# [Extract provided]

• • • • •

Puppy love
A February St. Petersburg Times report found several local people who regularly cook gourmet meals for their dogs and who revealed their dogs’ (or maybe just “their”) favorite recipes.
“Veggie Cookies for Dogs,” for example, requires whole-wheat flour, dried basil, dried cilantro, dried oregano, chopped carrot, green beans, tomato paste, canola oil and garlic.
Asked one chef: Why feed “man’s best friend” what you wouldn’t eat yourself?
>>> A day spa for dogs (“Wag Style”) in Tokyo offers sessions in a hyperbaric oxygen chamber, supposedly easing doggy arthritis, healing wounds and halting aging.
Some racehorse owners are certain that the chambers help with equine muscle and joint problems, but an academic researcher told a BoingBoing.net writer that evidence of benefit is “anecdotal.”)
Ironies
In February, the trade group Mortgage Bankers Association announced the sale of its Washington, D.C., headquarters for $41 million.
The association had purchased the building in 2007, at the peak of the real estate bubble, for $79 million.

• • • • •

# [Action item]
Can you transcribe the stretch of the news items above that begins with the words containing "Some racehorse owners" and ends with "for $79 million.", copying it character for character?

• • • • •

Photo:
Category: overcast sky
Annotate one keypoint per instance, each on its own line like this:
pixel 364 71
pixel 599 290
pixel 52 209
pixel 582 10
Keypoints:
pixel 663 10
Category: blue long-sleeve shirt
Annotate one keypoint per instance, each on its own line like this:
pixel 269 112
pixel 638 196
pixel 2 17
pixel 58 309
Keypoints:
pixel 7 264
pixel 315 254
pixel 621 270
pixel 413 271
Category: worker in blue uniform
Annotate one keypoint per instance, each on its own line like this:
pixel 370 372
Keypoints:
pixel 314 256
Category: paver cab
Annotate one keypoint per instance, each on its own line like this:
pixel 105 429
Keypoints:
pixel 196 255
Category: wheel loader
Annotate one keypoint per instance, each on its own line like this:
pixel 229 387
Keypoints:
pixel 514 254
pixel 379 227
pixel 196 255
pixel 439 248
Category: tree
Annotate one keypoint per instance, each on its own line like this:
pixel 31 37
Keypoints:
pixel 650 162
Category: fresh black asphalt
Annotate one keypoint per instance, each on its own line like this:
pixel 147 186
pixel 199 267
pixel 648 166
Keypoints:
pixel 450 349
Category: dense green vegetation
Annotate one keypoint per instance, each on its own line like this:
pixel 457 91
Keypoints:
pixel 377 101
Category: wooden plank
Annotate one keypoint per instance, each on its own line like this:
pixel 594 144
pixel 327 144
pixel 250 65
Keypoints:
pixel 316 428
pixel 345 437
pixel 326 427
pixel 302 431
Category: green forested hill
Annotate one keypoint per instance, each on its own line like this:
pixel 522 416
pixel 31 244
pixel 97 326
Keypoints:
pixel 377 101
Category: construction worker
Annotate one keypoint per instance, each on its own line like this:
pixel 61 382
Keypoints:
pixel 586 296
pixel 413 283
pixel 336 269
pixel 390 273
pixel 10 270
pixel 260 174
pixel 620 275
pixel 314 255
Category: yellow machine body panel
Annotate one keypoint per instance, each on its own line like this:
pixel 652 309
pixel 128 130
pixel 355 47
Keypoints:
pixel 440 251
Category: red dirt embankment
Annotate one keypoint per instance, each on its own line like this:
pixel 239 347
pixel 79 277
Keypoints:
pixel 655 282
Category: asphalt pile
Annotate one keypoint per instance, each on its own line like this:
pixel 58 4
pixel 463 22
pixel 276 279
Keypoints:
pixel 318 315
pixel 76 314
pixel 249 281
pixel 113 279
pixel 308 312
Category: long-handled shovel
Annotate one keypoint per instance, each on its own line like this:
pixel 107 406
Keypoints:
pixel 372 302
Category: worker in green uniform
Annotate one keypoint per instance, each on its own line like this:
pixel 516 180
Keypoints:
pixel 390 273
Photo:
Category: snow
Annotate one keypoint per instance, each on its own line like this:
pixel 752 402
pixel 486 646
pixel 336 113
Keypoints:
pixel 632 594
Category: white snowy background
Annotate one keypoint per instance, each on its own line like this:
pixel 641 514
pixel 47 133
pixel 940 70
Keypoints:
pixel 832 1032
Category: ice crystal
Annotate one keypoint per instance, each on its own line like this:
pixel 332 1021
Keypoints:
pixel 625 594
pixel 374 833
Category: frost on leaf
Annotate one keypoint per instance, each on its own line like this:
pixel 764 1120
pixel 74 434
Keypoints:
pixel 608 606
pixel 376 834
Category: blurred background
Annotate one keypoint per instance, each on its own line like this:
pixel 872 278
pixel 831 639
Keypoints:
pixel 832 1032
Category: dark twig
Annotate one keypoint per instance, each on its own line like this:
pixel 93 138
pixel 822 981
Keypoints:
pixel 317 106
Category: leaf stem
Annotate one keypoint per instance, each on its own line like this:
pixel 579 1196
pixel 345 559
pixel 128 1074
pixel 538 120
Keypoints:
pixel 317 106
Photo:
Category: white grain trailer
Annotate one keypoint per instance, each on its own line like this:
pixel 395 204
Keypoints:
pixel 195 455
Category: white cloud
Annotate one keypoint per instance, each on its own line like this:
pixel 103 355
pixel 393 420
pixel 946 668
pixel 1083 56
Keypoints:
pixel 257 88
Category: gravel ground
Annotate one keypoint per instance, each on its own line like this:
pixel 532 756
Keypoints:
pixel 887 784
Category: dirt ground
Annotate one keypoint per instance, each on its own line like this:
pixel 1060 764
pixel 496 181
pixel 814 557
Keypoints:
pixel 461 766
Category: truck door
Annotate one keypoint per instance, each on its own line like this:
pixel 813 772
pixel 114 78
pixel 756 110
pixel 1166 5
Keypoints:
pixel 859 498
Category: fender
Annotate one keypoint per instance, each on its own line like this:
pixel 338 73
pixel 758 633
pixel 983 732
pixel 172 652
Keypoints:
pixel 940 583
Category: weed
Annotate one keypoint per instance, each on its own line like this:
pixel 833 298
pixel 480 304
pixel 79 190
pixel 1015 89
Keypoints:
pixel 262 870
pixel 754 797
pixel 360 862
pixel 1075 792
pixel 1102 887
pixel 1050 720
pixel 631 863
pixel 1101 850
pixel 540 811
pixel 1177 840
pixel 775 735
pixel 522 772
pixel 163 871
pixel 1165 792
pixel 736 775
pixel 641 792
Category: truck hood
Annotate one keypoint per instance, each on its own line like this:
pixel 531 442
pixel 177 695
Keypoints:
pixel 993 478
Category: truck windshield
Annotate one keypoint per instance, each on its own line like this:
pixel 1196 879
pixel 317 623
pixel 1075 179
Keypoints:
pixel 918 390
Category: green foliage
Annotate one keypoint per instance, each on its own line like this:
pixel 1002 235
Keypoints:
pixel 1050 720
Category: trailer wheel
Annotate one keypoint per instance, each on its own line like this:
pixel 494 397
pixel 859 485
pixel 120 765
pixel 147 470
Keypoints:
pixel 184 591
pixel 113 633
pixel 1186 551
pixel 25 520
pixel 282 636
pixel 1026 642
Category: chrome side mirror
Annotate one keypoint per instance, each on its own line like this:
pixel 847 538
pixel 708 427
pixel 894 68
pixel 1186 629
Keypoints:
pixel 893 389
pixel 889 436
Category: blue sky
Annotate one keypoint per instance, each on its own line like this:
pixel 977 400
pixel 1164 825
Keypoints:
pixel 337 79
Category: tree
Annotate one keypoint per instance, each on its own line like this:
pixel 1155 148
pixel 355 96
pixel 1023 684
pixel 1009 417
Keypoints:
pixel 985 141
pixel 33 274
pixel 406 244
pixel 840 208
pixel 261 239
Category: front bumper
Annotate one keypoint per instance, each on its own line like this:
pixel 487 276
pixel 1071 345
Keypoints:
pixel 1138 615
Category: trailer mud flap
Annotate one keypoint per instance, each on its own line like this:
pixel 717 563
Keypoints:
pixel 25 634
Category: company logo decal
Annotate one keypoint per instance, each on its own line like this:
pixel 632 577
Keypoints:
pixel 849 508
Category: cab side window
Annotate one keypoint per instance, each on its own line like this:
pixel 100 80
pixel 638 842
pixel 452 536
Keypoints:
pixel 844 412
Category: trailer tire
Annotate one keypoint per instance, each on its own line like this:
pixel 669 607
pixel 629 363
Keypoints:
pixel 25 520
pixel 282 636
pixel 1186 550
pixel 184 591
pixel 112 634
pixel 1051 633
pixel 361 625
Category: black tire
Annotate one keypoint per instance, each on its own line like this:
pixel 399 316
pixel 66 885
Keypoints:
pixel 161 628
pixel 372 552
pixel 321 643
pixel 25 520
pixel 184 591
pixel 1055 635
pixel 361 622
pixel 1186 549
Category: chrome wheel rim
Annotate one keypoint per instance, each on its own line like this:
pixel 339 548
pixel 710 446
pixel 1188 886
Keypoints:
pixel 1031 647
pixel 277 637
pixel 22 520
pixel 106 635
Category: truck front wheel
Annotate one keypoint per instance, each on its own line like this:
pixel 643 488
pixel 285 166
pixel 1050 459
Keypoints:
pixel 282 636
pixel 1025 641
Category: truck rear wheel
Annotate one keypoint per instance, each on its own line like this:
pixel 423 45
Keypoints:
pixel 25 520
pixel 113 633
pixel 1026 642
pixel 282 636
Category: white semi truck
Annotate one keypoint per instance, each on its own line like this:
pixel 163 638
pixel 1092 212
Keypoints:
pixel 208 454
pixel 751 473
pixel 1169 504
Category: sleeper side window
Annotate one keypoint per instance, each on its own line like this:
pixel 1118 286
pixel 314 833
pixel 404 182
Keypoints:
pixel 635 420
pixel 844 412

• • • • •

# [Answer for the task]
Some racehorse owners are certain that the chambers help with equine muscle and joint problems, but an academic researcher told a BoingBoing.net writer that evidence of benefit is “anecdotal.”)
Ironies
In February, the trade group Mortgage Bankers Association announced the sale of its Washington, D.C., headquarters for $41 million.
The association had purchased the building in 2007, at the peak of the real estate bubble, for $79 million.